Extracted text:
On Thursday, the Food and Drug Administration (FDA) said it would permanently allow patients to receive abortion pills containing mifepristone by mail, which could be a major win for advocates, according to NBC News.

The FDA’s move will expand access to abortion as the Supreme Court wrestles with the future of Roe v. Wade – a landmark decision in which the Court ruled that the U.S. Constitution protects a pregnant woman’s liberty to choose to have an abortion without excessive government restriction.

The new rule could help some women in states like Texas, where patients are advised to get the abortion pill in person and cannot acquire it through online or telehealth appointments.

Also called RU 486, mifepristone is used to cause an abortion during the early part of a pregnancy, according to WebMD. It blocks a natural substance, called progesterone, which is needed for pregnancy to continue. The drug is usually used together with another medicine called misoprostol.

The FDA temporarily eased restriction on mifepristone during the COVID pandemic, which spurred greater access to the therapy, which the FDA approved in 2016 to terminate pregnancies up to 70 days of gestation.

While the FDA is expanding access, the Supreme Court has been scrutinizing access to abortions through telehealth services.

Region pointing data
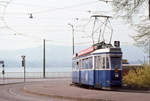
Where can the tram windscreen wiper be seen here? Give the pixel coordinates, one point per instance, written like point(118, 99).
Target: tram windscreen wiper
point(115, 62)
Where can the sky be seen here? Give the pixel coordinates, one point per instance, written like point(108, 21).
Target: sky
point(50, 21)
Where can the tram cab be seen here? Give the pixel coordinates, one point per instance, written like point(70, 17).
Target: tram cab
point(99, 66)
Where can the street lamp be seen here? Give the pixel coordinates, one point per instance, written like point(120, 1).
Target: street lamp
point(72, 37)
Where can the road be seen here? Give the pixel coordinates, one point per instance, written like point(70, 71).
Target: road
point(13, 92)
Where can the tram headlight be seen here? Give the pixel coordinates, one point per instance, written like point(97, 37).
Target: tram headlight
point(116, 72)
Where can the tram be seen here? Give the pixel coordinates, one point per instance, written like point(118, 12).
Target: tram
point(99, 66)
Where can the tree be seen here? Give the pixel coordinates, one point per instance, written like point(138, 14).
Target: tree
point(128, 9)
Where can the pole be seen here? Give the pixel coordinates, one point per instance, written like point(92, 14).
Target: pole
point(24, 65)
point(24, 71)
point(72, 40)
point(149, 51)
point(43, 58)
point(149, 8)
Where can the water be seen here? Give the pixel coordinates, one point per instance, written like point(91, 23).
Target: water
point(36, 72)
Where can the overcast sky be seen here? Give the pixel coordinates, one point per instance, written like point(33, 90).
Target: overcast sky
point(50, 21)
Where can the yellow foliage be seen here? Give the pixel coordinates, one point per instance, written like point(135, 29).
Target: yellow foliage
point(140, 77)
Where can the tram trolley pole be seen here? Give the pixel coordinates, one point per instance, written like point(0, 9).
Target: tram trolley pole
point(24, 66)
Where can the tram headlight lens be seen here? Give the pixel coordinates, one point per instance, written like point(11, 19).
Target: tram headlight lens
point(116, 75)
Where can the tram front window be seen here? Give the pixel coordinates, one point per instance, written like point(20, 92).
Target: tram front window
point(115, 62)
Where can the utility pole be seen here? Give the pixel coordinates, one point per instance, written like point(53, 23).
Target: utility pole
point(43, 58)
point(24, 65)
point(149, 8)
point(72, 38)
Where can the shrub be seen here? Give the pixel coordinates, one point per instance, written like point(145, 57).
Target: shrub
point(139, 78)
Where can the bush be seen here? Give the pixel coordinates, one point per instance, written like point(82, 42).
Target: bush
point(139, 78)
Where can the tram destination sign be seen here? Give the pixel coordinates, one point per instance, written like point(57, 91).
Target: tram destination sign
point(86, 51)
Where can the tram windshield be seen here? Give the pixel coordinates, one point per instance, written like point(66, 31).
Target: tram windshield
point(115, 62)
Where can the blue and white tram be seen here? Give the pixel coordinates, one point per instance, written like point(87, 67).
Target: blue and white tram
point(99, 66)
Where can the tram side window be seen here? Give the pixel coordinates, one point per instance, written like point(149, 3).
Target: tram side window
point(74, 64)
point(98, 62)
point(87, 63)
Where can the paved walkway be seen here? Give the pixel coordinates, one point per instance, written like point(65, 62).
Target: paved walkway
point(60, 88)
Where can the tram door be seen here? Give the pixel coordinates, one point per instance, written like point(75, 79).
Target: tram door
point(101, 72)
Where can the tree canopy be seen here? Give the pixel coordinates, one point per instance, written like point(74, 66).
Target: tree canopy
point(129, 9)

Aim of the task: Write out the passage of the FDA abortion pill text between "The new rule" and "through telehealth services.", inclusive.

Answer to this task:
The new rule could help some women in states like Texas, where patients are advised to get the abortion pill in person and cannot acquire it through online or telehealth appointments.

Also called RU 486, mifepristone is used to cause an abortion during the early part of a pregnancy, according to WebMD. It blocks a natural substance, called progesterone, which is needed for pregnancy to continue. The drug is usually used together with another medicine called misoprostol.

The FDA temporarily eased restriction on mifepristone during the COVID pandemic, which spurred greater access to the therapy, which the FDA approved in 2016 to terminate pregnancies up to 70 days of gestation.

While the FDA is expanding access, the Supreme Court has been scrutinizing access to abortions through telehealth services.